=== What you are asked to do ===
Reproduce the material below word for word, beginning at the line that contains "Target: referee's black sock" and ending with the last line of the material.

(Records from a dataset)
--- BEGIN ---

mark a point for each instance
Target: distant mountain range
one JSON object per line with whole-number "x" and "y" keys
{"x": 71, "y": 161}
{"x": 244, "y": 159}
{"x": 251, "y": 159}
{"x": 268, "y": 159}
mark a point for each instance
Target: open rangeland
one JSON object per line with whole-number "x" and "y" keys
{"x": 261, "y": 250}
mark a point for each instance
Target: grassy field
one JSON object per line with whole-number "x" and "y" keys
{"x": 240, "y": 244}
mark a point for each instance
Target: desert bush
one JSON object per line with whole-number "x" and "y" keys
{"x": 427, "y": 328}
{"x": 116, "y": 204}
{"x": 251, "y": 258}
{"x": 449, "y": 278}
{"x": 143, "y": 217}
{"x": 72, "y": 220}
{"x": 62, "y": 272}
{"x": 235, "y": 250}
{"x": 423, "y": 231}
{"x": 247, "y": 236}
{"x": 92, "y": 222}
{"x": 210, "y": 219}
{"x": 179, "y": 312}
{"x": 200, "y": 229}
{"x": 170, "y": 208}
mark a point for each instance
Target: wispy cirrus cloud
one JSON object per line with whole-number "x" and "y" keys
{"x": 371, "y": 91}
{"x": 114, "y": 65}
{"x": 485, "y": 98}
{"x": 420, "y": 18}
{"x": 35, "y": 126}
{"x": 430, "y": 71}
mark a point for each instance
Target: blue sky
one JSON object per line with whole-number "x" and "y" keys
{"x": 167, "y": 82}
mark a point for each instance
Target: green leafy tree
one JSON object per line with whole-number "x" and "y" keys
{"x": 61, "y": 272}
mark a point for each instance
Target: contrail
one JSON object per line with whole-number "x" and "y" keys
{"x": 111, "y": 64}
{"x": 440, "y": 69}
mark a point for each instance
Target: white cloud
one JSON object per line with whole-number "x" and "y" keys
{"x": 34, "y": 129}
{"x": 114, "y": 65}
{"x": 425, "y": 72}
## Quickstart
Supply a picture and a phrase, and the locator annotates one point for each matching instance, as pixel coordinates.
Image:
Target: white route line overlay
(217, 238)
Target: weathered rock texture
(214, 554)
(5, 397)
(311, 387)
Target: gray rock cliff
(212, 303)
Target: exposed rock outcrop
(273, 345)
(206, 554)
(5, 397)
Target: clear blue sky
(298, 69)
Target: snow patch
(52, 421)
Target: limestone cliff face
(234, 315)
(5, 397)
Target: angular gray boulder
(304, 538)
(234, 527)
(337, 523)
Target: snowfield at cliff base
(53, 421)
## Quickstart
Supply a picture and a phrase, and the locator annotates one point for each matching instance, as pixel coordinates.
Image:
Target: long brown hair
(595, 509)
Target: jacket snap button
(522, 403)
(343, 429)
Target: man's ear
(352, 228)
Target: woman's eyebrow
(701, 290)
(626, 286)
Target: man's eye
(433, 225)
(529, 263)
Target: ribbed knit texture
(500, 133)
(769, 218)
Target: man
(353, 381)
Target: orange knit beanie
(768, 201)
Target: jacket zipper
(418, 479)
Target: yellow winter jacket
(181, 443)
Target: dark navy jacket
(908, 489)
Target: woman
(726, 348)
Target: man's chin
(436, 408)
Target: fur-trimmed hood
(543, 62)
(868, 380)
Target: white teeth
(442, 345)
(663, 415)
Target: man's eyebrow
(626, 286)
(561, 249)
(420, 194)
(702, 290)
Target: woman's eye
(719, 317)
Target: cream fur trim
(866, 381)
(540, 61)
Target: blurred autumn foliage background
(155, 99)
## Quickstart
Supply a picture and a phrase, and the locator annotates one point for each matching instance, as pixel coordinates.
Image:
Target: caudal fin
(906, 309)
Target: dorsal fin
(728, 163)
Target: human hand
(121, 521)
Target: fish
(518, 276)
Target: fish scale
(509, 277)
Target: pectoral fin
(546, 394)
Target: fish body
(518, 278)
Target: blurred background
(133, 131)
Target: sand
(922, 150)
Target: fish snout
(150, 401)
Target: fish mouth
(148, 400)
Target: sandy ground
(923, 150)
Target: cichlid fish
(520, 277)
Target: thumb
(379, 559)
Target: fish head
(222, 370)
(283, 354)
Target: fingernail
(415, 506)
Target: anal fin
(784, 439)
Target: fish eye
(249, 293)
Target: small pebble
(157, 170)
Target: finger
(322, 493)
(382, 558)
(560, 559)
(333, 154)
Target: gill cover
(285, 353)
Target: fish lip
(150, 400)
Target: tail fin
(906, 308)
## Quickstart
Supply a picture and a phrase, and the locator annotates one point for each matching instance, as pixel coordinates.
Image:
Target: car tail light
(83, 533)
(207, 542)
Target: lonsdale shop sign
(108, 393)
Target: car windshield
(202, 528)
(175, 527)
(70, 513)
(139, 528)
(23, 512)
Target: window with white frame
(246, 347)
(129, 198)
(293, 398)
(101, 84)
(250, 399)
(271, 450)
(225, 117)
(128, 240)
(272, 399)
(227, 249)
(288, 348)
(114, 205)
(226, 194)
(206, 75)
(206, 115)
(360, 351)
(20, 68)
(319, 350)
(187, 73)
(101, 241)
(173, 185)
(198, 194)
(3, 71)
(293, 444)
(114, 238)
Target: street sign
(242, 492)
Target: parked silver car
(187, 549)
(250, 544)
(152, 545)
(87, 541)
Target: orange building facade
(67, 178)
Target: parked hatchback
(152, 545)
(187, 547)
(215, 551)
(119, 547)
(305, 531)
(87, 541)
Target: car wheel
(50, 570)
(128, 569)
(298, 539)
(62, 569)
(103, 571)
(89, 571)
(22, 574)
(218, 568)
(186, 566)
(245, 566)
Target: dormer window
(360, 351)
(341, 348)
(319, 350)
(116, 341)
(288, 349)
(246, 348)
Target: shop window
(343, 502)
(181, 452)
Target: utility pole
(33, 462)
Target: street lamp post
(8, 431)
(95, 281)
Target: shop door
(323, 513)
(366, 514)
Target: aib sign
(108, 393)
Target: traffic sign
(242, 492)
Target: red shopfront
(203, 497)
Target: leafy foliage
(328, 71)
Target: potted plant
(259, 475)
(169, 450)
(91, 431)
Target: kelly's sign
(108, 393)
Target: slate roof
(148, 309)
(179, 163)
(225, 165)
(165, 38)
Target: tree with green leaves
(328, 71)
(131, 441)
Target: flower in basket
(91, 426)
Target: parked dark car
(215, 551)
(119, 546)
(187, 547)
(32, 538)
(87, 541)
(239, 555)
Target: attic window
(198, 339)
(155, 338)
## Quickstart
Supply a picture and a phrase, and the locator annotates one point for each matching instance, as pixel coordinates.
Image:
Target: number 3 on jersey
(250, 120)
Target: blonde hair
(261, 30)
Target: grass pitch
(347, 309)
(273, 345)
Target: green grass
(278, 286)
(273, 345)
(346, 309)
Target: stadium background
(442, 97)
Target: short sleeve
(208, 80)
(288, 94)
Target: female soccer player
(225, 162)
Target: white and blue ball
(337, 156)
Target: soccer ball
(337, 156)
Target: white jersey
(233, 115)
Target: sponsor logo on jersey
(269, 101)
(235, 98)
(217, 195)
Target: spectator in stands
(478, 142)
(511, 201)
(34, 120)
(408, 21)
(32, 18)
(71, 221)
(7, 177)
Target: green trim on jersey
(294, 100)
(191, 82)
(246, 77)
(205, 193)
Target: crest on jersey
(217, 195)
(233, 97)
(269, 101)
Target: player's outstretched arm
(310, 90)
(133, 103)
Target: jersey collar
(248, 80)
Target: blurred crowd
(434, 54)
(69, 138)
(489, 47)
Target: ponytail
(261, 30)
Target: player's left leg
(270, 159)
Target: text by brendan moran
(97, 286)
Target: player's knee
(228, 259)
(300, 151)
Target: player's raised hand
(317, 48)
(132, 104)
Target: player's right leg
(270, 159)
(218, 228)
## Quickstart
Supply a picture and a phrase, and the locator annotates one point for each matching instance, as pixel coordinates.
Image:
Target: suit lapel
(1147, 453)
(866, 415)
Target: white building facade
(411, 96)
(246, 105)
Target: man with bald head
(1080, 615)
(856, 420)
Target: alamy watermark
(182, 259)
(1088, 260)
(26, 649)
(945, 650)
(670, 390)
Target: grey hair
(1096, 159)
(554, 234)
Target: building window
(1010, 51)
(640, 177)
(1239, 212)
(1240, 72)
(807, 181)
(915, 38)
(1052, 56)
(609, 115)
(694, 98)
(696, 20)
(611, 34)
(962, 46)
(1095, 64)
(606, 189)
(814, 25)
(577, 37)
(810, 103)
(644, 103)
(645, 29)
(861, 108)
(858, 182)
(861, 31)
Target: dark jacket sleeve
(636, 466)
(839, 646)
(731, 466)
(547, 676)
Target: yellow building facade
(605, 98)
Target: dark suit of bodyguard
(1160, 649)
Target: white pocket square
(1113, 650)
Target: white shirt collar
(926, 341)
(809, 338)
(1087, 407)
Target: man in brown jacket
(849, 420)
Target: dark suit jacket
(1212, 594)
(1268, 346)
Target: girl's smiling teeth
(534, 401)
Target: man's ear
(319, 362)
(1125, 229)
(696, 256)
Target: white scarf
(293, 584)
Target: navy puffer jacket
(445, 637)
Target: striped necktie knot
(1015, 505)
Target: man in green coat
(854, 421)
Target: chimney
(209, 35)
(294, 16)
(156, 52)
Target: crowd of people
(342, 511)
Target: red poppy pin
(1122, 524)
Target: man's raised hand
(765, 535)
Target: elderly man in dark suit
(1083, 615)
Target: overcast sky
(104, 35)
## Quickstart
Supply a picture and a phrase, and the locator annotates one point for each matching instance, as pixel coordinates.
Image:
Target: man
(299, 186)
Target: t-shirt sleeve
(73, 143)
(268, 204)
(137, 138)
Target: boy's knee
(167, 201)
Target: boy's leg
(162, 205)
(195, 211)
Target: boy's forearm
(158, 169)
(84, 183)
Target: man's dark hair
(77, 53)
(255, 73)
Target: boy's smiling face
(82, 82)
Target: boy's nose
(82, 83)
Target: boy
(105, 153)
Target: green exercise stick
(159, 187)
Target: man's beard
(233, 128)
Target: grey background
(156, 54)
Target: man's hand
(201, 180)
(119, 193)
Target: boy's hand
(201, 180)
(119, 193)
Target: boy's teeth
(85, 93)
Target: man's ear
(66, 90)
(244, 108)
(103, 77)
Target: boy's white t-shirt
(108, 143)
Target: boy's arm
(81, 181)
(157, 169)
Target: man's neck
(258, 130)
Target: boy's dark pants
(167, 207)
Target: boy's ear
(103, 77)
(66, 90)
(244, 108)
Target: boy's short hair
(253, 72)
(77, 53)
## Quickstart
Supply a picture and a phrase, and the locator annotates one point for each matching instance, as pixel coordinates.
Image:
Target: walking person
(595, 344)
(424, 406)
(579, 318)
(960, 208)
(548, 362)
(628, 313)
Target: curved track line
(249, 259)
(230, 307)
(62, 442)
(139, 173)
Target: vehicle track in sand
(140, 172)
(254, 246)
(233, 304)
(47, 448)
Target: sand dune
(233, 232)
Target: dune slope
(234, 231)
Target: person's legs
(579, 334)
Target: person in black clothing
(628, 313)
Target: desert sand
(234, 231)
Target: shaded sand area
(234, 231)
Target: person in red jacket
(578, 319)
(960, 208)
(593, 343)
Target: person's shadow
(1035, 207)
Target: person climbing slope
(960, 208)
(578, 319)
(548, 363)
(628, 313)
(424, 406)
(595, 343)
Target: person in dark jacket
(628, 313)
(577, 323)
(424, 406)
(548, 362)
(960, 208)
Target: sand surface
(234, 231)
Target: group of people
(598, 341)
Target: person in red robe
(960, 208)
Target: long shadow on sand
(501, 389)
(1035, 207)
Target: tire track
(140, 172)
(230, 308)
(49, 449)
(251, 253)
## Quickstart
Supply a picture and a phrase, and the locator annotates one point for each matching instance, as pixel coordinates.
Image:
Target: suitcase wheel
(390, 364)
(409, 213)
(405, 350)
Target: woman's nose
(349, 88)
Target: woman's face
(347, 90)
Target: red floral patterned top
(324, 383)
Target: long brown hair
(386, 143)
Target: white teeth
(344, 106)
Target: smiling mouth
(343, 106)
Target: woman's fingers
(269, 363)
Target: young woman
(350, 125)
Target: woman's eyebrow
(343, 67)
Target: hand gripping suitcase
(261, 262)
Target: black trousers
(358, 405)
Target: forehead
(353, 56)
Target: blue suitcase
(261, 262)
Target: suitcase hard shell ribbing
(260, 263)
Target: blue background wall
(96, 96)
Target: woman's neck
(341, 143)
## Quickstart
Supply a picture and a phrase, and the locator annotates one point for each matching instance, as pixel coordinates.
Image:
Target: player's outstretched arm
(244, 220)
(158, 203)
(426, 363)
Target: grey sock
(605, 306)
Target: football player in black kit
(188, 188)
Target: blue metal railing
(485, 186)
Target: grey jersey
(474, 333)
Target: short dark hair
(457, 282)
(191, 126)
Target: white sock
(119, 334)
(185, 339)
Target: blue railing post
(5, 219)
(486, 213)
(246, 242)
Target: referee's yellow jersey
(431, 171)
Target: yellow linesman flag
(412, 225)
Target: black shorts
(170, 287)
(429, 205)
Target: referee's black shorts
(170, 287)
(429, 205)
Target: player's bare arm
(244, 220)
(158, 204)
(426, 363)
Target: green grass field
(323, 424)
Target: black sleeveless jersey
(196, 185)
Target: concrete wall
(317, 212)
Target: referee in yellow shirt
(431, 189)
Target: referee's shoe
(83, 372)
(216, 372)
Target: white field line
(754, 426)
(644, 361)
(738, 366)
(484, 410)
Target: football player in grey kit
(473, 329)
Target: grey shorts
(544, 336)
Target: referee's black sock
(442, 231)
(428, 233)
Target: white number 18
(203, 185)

--- END ---

=== Response to the exercise ===
Target: referee's black sock
(442, 231)
(428, 233)
Target: white number 18
(203, 185)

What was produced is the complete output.